DESCRIPTION OF THE TASK -
Give every entry again, unchanged, and leave its images out.

RECORDS FOR THIS EXERCISE -
»»
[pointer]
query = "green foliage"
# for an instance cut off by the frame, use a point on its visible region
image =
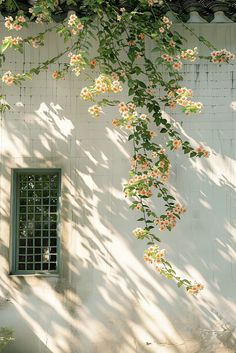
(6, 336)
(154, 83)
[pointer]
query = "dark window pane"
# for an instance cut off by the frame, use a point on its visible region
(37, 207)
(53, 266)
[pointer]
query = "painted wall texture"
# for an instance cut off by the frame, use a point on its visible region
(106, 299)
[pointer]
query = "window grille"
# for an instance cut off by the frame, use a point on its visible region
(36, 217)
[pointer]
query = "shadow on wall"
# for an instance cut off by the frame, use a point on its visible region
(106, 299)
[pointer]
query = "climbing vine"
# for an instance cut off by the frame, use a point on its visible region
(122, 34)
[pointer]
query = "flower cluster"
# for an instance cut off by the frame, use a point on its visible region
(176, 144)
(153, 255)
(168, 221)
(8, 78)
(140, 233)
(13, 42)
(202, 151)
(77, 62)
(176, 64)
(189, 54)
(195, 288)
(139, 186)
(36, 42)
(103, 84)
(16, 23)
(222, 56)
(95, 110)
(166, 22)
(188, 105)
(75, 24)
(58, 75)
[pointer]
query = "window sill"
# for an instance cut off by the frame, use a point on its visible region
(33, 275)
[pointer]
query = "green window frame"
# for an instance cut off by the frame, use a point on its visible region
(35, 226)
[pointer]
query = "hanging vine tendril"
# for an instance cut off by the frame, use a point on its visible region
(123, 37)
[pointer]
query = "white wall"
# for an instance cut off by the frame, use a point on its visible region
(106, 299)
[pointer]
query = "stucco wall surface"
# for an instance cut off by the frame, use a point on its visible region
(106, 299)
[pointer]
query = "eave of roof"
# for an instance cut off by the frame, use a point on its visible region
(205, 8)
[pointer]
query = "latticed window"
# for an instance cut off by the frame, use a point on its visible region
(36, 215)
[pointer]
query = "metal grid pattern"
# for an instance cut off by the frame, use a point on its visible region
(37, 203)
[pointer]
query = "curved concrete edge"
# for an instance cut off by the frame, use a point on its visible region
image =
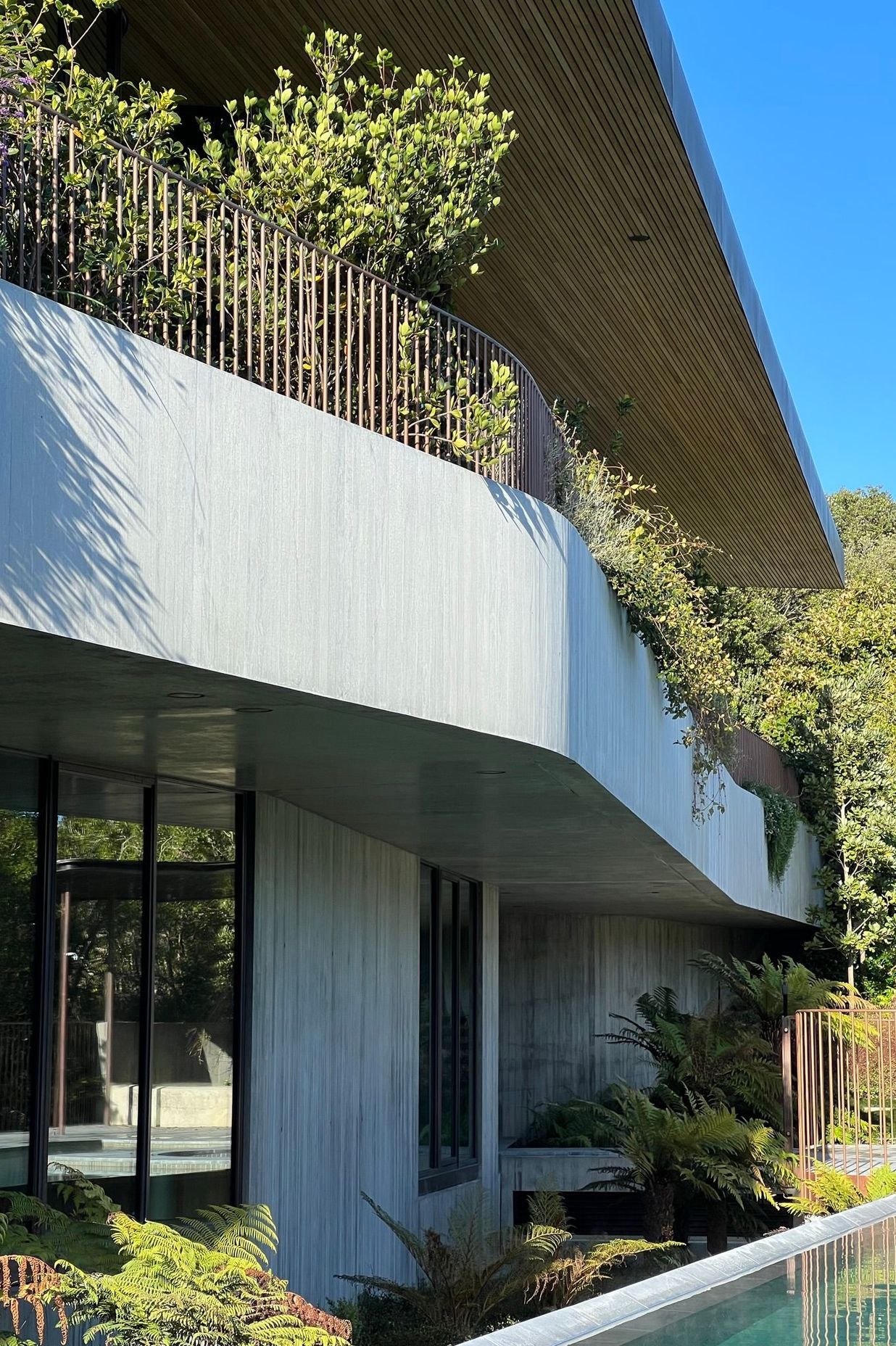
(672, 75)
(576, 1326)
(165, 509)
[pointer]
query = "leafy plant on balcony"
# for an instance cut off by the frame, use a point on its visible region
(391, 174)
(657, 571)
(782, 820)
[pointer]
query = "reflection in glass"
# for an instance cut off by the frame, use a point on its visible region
««
COMPLETED TASK -
[pointer]
query = "green foliage"
# for an instance cut off by the frame, use a point on its visible region
image =
(6, 336)
(154, 83)
[pointer]
query = "dark window pane"
# for an instance cut off by the frame, use a point on its visible region
(37, 207)
(53, 266)
[pointer]
query = "painted wall texture"
# for an instance cut off by the frame, use a point on its visible region
(106, 299)
[pointer]
query = "window grille"
# for an instance cut off by the frame, use a point on its visible region
(36, 217)
[pointer]
query = "shadow on wall"
# for an instance cut off by the frame, use a point on its visible region
(106, 299)
[pointer]
query = "climbing vine"
# for an instance cut off by the frame, use a point on its visible region
(122, 34)
[pointer]
query = "flower cluster"
# for an instance cut off by the frame, use a point on its visible region
(176, 144)
(153, 255)
(168, 221)
(8, 78)
(140, 233)
(13, 42)
(202, 151)
(77, 62)
(176, 64)
(189, 54)
(195, 288)
(139, 186)
(36, 42)
(103, 84)
(16, 23)
(222, 56)
(95, 110)
(166, 22)
(188, 105)
(75, 24)
(58, 75)
[pointer]
query = "window sill"
# for an instance cut off by the frame, use a point on its visible region
(33, 275)
[pointer]
query = "green window frame"
# for an instance cut off by the frame, use a point on its visible region
(35, 226)
[pointer]
query = "hanging vine tendril"
# for an instance cut off by the frame, use a point on its visible region
(123, 37)
[pointer]
query = "white wall"
# for an instance cut off by the frame, use a point on its visible region
(106, 299)
[pointer]
query = "stucco wall surface"
# for an instance cut off by the frame, use a point on its visible region
(106, 299)
[pointer]
query = "eave of roof"
# for an instance cut off by the frame, use a point on its visible region
(205, 8)
[pointer]
query = "latticed window"
# for an instance cut off by the frame, use a point on its visible region
(36, 215)
[pointer]
query = "metal grid pattern"
# for an instance cut off by the frame, use a point on its visible region
(37, 203)
[pointer]
query = "curved concrete edge"
# for an instance cut off by the frame, use a point on its visible region
image =
(672, 75)
(576, 1326)
(165, 509)
[pointer]
query = "leafy plant on balcony"
# for an instance cut off by the frame, use a point on its visible region
(391, 174)
(657, 571)
(782, 820)
[pointer]
query = "reflection in glass"
# for an instance cut off by the frame, use a point on its visible region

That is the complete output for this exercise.